* _WHAT THIS TASK INVOLVES_
Return each line of the listing below that contains the string "tine", matching case exactly.

* _RAW DATA_
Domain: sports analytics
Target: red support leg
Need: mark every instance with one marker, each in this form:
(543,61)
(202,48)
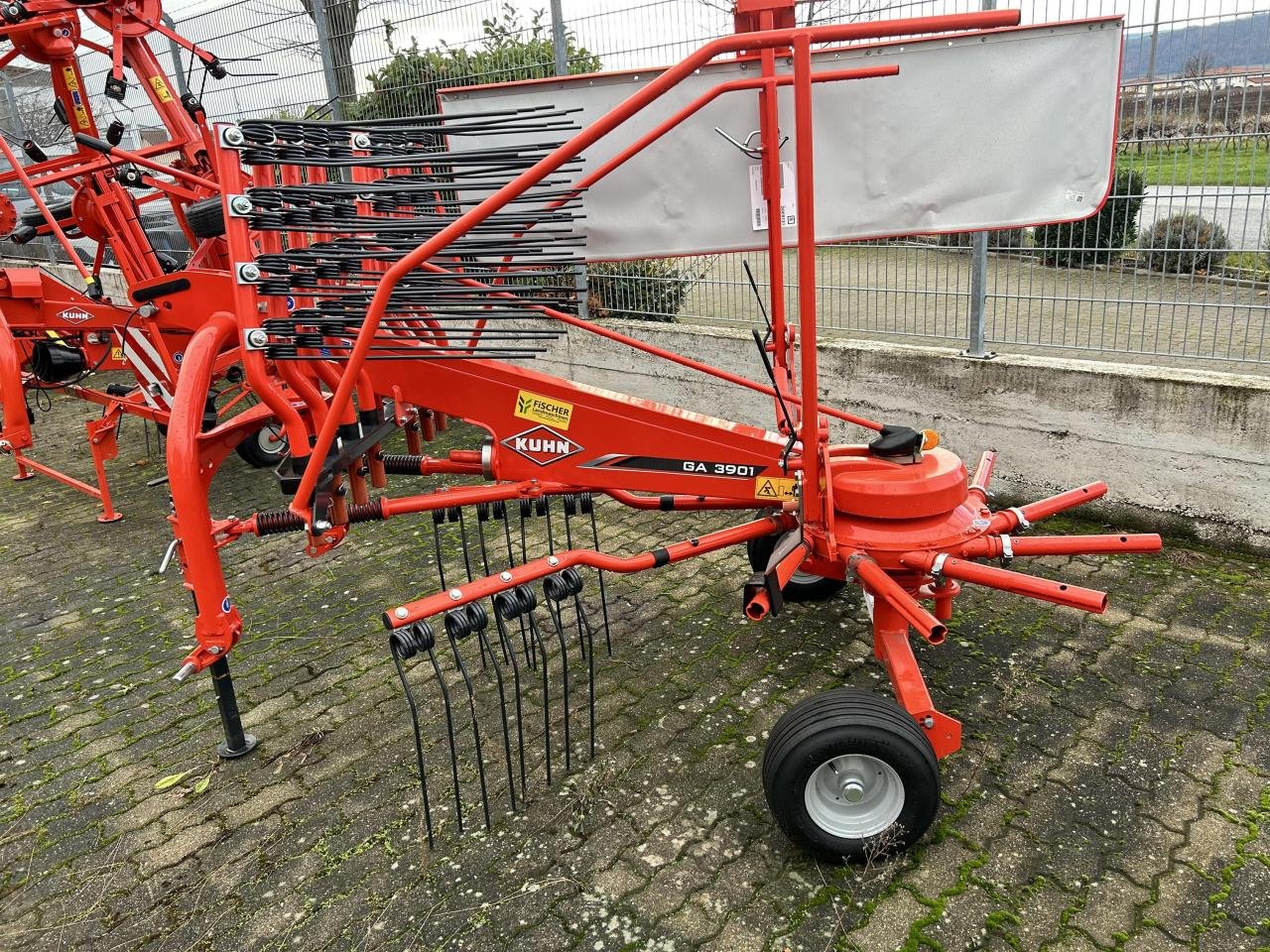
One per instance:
(892,647)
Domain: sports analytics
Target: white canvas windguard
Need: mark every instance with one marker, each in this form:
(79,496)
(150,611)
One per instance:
(996,130)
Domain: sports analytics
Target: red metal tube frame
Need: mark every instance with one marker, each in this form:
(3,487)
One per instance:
(1008,521)
(993,546)
(1056,592)
(876,580)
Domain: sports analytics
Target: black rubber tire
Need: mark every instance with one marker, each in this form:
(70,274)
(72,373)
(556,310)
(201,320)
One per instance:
(848,721)
(206,218)
(760,551)
(62,211)
(252,451)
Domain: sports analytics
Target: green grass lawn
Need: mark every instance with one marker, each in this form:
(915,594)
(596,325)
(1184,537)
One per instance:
(1206,164)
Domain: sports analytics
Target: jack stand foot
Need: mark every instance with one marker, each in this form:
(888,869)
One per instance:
(236,743)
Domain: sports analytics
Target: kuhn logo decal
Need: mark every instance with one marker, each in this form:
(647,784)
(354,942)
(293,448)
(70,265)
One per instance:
(543,445)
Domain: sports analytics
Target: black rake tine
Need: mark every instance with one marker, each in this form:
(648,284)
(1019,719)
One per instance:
(467,567)
(418,740)
(449,730)
(547,707)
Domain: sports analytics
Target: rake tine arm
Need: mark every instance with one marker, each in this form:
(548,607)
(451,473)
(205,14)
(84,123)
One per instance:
(983,475)
(684,503)
(1017,583)
(994,546)
(541,567)
(1023,517)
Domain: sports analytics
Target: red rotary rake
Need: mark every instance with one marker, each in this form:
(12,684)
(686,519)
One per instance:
(53,336)
(388,258)
(362,271)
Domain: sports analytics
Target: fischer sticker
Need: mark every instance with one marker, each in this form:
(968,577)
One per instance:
(775,488)
(690,467)
(160,89)
(540,409)
(543,445)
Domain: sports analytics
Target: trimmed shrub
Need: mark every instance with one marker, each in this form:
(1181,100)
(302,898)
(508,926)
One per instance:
(1103,236)
(1184,244)
(1001,238)
(649,290)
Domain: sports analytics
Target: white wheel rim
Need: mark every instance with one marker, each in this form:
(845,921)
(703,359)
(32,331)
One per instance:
(271,440)
(806,579)
(853,796)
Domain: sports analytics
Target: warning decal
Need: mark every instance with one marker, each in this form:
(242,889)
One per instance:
(775,488)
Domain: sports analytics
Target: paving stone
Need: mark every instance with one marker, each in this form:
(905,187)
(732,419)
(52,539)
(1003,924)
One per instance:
(1107,763)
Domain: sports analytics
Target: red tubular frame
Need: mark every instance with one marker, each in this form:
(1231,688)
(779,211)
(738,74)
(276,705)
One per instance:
(592,134)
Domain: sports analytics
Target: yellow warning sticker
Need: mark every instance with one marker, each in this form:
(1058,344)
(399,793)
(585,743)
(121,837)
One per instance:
(540,409)
(775,488)
(71,82)
(160,89)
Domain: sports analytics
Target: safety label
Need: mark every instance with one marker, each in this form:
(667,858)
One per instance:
(775,488)
(540,409)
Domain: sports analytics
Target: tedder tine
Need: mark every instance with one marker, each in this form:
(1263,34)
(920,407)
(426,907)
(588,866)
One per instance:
(500,511)
(557,589)
(460,624)
(520,603)
(449,726)
(467,569)
(588,507)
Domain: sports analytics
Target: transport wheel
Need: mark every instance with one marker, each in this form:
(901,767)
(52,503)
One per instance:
(62,211)
(206,218)
(264,448)
(802,587)
(851,775)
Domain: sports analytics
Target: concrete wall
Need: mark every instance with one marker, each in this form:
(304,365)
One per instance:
(1183,451)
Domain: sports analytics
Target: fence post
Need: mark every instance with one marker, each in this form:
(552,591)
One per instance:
(327,63)
(978,296)
(561,55)
(17,125)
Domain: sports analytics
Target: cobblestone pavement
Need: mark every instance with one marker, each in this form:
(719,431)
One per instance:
(1114,789)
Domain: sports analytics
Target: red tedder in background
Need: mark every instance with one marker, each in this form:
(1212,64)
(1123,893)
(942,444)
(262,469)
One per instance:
(368,268)
(55,336)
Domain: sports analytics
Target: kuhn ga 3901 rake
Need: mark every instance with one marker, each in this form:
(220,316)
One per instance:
(420,258)
(53,336)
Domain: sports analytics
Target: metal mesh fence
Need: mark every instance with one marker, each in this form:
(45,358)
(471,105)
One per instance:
(1174,270)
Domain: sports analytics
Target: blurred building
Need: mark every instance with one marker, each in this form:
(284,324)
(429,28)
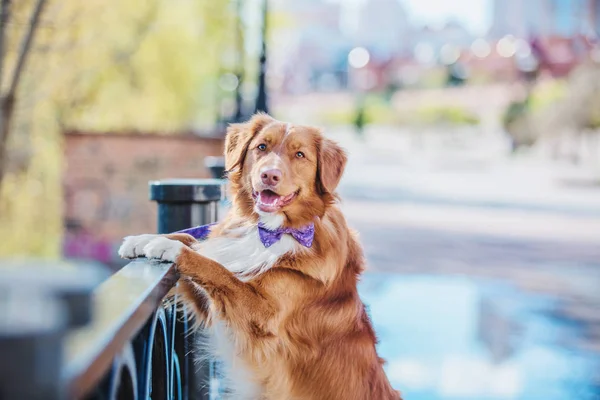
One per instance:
(534,18)
(106,185)
(309,50)
(383,28)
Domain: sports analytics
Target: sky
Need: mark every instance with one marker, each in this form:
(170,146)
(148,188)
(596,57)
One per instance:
(475,15)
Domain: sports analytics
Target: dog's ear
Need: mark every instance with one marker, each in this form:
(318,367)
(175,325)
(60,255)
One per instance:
(331,164)
(238,138)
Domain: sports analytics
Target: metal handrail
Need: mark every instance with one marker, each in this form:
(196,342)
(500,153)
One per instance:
(137,345)
(121,307)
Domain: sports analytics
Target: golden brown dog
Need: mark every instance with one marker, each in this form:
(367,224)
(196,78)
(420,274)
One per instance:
(276,281)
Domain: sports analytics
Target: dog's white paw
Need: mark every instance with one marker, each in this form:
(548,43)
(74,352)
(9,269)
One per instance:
(133,246)
(163,249)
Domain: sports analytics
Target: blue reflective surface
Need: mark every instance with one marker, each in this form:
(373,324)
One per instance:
(458,338)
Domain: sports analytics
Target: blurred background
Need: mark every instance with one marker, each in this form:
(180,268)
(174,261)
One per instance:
(473,128)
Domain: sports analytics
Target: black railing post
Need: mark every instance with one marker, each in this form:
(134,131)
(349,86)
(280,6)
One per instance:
(185,203)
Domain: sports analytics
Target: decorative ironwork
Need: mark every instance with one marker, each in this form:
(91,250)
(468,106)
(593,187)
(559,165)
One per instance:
(123,340)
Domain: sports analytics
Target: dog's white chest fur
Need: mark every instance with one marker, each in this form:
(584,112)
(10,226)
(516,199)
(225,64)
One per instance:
(246,256)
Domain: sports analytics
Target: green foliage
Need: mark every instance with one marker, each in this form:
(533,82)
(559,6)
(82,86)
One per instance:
(97,65)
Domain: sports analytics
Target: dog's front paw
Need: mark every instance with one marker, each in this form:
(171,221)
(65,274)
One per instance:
(163,249)
(133,246)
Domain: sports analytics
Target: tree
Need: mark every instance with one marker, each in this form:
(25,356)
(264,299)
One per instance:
(8,98)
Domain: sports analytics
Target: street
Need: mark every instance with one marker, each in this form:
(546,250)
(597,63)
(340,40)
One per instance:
(477,263)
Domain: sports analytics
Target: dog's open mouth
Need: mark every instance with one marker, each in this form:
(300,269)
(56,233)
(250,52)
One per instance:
(269,201)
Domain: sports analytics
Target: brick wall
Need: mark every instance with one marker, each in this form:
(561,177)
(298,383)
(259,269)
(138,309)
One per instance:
(106,185)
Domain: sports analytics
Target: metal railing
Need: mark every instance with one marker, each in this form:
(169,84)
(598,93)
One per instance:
(122,340)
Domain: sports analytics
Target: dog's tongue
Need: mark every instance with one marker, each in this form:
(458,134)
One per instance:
(269,197)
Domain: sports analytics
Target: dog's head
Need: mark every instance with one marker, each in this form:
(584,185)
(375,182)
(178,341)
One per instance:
(277,168)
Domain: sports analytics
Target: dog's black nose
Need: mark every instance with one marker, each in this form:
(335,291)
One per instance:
(271,177)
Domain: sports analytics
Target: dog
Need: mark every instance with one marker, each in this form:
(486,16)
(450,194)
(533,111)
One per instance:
(276,280)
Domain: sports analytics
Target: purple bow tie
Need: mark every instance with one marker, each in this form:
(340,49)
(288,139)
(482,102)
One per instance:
(304,235)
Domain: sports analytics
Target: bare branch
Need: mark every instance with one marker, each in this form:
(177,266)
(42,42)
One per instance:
(4,17)
(26,46)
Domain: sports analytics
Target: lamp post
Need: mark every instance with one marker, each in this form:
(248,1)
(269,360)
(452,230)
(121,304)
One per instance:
(261,97)
(239,44)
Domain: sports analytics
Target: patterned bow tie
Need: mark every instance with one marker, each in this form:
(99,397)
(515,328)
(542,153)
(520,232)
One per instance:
(268,237)
(304,235)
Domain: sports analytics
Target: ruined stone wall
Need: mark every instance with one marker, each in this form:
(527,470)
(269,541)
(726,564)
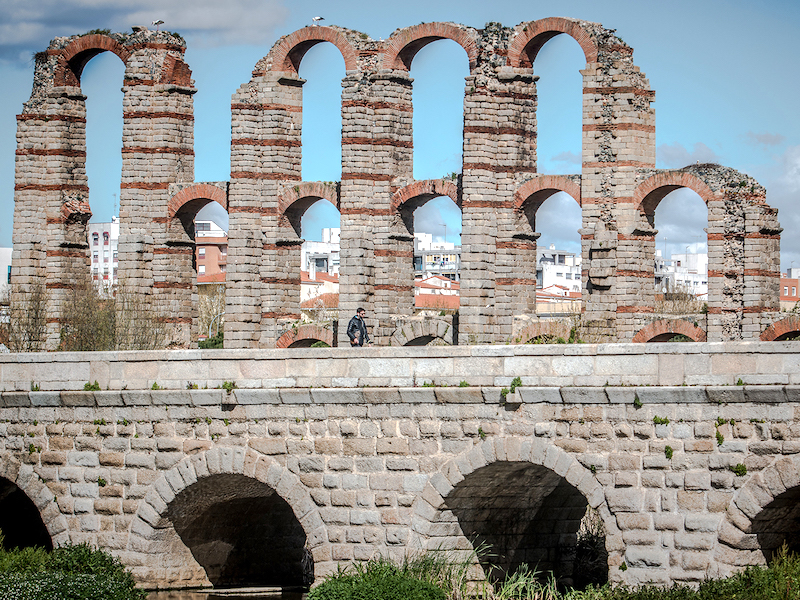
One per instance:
(499,189)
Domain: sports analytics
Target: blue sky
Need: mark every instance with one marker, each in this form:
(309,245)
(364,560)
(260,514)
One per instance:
(725,75)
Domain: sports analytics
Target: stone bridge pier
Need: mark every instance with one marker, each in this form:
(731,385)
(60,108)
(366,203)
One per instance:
(689,454)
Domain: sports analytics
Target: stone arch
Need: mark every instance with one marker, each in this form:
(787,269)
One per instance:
(423,331)
(41,497)
(528,41)
(435,524)
(664,327)
(652,191)
(404,44)
(295,200)
(311,333)
(539,189)
(198,191)
(151,532)
(780,330)
(407,199)
(75,55)
(761,515)
(288,52)
(542,329)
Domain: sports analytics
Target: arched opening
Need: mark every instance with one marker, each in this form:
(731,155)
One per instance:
(323,69)
(559,108)
(778,523)
(241,532)
(20,521)
(197,241)
(525,514)
(681,249)
(100,81)
(438,70)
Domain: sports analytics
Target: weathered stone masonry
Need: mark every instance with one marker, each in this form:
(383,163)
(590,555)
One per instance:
(498,191)
(320,468)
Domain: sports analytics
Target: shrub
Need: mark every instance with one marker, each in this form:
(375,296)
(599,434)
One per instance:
(378,579)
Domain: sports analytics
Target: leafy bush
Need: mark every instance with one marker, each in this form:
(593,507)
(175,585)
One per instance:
(376,580)
(67,573)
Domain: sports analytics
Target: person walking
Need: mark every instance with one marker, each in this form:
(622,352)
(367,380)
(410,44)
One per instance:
(357,329)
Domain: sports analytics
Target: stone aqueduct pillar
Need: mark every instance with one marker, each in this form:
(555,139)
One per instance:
(499,190)
(51,191)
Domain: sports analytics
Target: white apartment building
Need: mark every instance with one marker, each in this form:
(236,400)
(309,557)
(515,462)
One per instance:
(558,267)
(103,239)
(682,272)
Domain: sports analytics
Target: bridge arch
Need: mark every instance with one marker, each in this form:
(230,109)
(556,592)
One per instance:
(220,507)
(74,56)
(422,332)
(530,483)
(661,330)
(198,191)
(782,330)
(305,335)
(29,516)
(763,514)
(288,52)
(295,200)
(404,44)
(529,41)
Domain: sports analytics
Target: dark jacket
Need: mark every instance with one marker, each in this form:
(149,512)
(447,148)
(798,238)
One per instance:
(357,330)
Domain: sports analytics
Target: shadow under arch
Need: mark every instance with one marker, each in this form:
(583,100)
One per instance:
(783,330)
(524,498)
(664,330)
(29,515)
(763,515)
(235,514)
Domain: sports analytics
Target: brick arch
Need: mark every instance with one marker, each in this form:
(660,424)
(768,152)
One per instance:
(198,191)
(508,449)
(530,39)
(41,496)
(404,44)
(424,328)
(289,51)
(737,544)
(534,330)
(249,462)
(781,328)
(424,190)
(308,190)
(539,189)
(305,332)
(74,56)
(652,191)
(676,326)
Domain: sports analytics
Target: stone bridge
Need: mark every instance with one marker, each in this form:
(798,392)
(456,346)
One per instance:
(689,453)
(499,189)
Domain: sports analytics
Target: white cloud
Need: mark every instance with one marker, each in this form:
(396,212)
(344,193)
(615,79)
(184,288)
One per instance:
(27,26)
(765,139)
(676,156)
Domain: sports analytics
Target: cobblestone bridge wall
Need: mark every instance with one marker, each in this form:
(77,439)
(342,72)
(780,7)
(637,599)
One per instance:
(335,457)
(498,190)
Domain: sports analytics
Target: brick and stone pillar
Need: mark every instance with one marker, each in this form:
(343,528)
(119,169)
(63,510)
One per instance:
(157,151)
(265,155)
(376,269)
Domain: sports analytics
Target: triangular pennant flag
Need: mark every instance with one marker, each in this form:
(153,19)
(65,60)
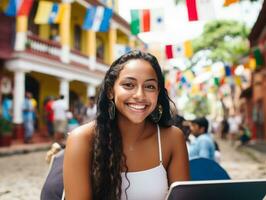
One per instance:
(54,13)
(25,7)
(200,10)
(97,19)
(121,49)
(43,12)
(229,2)
(238,80)
(227,70)
(259,57)
(146,20)
(11,9)
(60,13)
(179,50)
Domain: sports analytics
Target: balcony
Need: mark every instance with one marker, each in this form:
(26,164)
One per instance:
(53,51)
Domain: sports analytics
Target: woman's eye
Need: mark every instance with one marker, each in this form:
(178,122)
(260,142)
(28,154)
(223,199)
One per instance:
(128,85)
(151,87)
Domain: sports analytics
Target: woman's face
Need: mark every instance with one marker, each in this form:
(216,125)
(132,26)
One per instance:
(136,90)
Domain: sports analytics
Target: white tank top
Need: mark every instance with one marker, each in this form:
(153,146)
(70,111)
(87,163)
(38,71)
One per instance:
(151,184)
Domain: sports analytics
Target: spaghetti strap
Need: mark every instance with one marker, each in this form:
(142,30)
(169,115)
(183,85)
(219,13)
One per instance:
(159,144)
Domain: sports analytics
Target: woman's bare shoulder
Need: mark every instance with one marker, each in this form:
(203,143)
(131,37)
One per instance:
(173,135)
(81,137)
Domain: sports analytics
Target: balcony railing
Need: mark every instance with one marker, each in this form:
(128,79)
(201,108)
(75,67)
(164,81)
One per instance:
(52,50)
(45,48)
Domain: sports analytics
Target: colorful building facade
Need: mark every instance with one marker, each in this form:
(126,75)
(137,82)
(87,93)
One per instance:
(57,59)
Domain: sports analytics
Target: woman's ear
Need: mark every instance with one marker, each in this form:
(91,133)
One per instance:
(110,94)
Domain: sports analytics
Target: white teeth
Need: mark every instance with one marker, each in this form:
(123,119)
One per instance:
(137,107)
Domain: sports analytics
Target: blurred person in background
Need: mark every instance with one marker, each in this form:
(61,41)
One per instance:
(203,145)
(7,107)
(91,110)
(49,115)
(28,117)
(60,118)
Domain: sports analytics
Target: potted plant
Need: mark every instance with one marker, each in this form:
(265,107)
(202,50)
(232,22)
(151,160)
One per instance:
(5,132)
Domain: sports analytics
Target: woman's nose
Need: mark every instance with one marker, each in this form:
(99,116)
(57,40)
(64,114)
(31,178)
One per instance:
(140,92)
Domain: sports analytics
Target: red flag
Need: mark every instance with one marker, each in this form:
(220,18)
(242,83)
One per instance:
(200,10)
(25,7)
(192,10)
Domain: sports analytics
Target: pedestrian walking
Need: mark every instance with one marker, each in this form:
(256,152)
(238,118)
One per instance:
(60,118)
(203,145)
(49,115)
(28,117)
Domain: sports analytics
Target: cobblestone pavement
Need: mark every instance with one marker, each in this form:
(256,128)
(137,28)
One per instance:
(22,176)
(242,162)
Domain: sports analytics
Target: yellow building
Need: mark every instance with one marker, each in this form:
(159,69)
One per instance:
(58,59)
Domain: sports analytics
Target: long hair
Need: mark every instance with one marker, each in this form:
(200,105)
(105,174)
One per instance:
(108,157)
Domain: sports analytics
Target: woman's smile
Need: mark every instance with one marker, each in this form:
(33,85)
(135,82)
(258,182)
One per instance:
(137,107)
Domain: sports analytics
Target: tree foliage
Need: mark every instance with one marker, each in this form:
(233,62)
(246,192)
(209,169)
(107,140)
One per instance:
(198,105)
(226,40)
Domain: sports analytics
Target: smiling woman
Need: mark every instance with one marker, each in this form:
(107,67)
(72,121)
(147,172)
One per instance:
(131,151)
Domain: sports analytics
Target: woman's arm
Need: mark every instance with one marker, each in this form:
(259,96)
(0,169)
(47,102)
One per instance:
(77,163)
(178,168)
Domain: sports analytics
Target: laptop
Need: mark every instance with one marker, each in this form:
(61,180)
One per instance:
(253,189)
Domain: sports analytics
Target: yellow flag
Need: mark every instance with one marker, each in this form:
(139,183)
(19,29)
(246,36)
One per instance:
(188,48)
(252,63)
(65,24)
(43,12)
(60,14)
(207,68)
(228,2)
(238,80)
(195,89)
(189,75)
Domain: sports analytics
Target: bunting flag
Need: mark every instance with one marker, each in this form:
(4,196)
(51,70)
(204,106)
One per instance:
(146,20)
(238,80)
(229,2)
(60,13)
(97,19)
(180,50)
(43,12)
(259,57)
(227,70)
(25,7)
(252,63)
(200,10)
(121,49)
(54,13)
(11,9)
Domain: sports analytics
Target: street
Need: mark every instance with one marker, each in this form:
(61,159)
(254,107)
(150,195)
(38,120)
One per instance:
(22,176)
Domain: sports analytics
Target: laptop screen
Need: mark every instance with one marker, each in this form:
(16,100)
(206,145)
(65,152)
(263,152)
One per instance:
(218,190)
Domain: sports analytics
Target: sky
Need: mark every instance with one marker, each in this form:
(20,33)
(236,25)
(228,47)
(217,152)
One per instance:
(177,27)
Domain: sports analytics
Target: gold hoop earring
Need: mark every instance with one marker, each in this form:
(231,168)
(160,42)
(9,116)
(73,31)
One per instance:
(111,110)
(157,113)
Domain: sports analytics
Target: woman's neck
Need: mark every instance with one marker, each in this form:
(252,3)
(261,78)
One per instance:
(132,133)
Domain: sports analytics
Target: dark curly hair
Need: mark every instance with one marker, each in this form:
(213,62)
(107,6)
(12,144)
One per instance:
(108,158)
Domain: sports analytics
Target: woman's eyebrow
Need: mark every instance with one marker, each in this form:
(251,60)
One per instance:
(151,79)
(134,79)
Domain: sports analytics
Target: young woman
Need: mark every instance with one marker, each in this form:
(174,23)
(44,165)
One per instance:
(130,151)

* _REPLY TO THE TASK_
Target: black rake tine
Target: rake tine arm
Target: tedder tine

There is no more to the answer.